* What to do
Show each line of the records below that contains the word "paved", matching case exactly.

Collected data
▬▬▬▬▬▬▬▬▬▬

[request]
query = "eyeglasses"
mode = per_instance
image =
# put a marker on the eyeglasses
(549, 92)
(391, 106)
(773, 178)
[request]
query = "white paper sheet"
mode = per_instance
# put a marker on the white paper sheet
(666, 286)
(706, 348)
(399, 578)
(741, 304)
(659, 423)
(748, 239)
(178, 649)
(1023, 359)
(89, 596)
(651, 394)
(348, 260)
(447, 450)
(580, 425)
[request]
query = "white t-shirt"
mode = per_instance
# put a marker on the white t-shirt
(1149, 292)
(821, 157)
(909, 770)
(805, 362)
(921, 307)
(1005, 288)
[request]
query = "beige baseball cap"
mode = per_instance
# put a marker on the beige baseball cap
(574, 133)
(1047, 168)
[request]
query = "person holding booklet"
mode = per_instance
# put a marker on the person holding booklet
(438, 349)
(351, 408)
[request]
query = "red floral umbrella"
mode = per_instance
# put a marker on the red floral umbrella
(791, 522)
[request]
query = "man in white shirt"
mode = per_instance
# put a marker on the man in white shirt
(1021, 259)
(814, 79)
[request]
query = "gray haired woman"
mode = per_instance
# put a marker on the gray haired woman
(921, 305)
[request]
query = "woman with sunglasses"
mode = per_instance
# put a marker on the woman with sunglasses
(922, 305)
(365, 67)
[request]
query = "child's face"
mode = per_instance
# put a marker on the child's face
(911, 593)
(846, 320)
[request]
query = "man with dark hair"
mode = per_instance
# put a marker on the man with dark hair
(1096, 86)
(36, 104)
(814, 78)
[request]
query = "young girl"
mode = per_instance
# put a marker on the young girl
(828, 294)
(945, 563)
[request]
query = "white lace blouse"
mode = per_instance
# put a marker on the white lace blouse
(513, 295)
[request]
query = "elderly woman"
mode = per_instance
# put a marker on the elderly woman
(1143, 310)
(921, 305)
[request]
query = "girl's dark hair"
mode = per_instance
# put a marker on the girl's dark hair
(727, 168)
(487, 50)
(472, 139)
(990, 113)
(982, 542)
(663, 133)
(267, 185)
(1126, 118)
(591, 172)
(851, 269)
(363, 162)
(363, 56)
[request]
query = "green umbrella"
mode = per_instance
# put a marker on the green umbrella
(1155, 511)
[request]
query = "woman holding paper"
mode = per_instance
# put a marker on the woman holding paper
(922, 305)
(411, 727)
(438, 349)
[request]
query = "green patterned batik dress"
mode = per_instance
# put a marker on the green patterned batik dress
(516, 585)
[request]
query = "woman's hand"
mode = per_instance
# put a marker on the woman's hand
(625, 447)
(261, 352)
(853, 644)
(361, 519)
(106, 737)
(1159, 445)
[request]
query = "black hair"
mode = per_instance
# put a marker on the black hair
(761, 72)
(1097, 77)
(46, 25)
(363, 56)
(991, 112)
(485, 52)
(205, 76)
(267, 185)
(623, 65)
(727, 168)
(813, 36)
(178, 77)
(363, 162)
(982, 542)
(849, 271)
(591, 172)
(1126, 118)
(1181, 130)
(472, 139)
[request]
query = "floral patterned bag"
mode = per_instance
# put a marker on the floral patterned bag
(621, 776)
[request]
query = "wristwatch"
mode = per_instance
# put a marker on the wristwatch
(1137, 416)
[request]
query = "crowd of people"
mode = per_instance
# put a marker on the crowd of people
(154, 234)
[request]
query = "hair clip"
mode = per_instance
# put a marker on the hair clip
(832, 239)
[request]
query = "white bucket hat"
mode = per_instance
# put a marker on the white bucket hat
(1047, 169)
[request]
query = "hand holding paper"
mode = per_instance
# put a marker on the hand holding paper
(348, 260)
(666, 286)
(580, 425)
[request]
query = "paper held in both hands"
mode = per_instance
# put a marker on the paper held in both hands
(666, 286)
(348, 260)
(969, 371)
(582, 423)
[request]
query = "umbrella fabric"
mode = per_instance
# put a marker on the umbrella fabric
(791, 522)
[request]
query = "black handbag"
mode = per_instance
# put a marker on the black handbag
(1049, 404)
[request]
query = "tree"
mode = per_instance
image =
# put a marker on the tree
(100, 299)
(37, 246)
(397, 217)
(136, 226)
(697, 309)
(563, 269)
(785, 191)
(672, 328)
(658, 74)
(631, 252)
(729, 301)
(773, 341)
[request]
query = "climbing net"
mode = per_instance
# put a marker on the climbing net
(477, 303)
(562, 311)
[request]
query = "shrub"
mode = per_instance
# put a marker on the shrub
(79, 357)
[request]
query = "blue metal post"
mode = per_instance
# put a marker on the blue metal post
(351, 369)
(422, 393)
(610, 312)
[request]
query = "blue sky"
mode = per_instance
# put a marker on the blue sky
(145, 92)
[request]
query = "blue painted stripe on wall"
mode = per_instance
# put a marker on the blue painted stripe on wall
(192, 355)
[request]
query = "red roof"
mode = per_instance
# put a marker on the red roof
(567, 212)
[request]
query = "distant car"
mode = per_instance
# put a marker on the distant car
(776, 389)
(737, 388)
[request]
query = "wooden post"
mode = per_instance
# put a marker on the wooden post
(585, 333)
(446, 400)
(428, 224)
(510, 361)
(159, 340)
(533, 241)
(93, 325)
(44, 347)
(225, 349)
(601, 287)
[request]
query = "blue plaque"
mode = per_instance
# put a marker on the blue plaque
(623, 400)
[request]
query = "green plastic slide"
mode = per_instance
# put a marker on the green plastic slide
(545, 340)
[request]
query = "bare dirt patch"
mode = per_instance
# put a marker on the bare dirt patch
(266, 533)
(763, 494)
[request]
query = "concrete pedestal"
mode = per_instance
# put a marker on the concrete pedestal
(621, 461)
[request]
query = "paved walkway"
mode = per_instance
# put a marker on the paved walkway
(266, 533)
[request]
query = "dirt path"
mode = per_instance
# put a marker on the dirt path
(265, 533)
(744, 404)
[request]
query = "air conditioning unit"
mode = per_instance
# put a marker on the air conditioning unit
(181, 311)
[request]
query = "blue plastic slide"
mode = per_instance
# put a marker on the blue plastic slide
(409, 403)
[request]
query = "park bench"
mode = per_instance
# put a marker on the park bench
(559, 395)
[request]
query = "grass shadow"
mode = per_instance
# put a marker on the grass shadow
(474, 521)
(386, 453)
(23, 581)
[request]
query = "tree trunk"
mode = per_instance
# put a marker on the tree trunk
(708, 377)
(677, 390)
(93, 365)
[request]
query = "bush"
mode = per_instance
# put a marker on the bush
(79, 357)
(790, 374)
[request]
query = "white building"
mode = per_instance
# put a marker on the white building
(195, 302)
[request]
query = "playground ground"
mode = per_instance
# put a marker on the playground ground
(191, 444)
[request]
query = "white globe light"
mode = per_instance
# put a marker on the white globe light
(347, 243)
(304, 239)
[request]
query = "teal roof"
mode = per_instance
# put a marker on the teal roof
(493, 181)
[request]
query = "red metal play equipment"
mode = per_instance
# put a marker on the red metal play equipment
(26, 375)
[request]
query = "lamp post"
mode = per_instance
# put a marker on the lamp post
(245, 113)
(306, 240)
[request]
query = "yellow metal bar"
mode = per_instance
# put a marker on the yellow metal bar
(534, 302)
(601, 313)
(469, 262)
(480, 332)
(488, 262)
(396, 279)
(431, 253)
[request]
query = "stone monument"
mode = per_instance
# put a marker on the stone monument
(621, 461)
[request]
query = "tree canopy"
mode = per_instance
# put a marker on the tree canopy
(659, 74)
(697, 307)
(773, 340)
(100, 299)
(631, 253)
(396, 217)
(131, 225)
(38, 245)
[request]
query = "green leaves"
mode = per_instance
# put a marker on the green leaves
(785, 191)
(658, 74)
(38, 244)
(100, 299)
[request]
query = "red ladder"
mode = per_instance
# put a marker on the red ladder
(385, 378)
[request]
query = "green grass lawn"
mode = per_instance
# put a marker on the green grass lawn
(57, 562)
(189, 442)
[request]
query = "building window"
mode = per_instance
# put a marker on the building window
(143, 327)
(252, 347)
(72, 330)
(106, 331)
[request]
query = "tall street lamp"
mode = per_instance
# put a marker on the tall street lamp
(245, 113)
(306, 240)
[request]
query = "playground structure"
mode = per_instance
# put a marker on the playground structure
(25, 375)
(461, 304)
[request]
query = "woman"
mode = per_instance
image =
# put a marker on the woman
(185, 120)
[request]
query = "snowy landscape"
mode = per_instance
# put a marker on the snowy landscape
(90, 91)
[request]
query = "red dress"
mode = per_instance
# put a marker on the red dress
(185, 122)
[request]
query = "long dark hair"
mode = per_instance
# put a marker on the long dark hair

▬▬▬▬▬▬▬▬▬▬

* Exercise response
query = "paved walkway"
# put a marker on the paved walkway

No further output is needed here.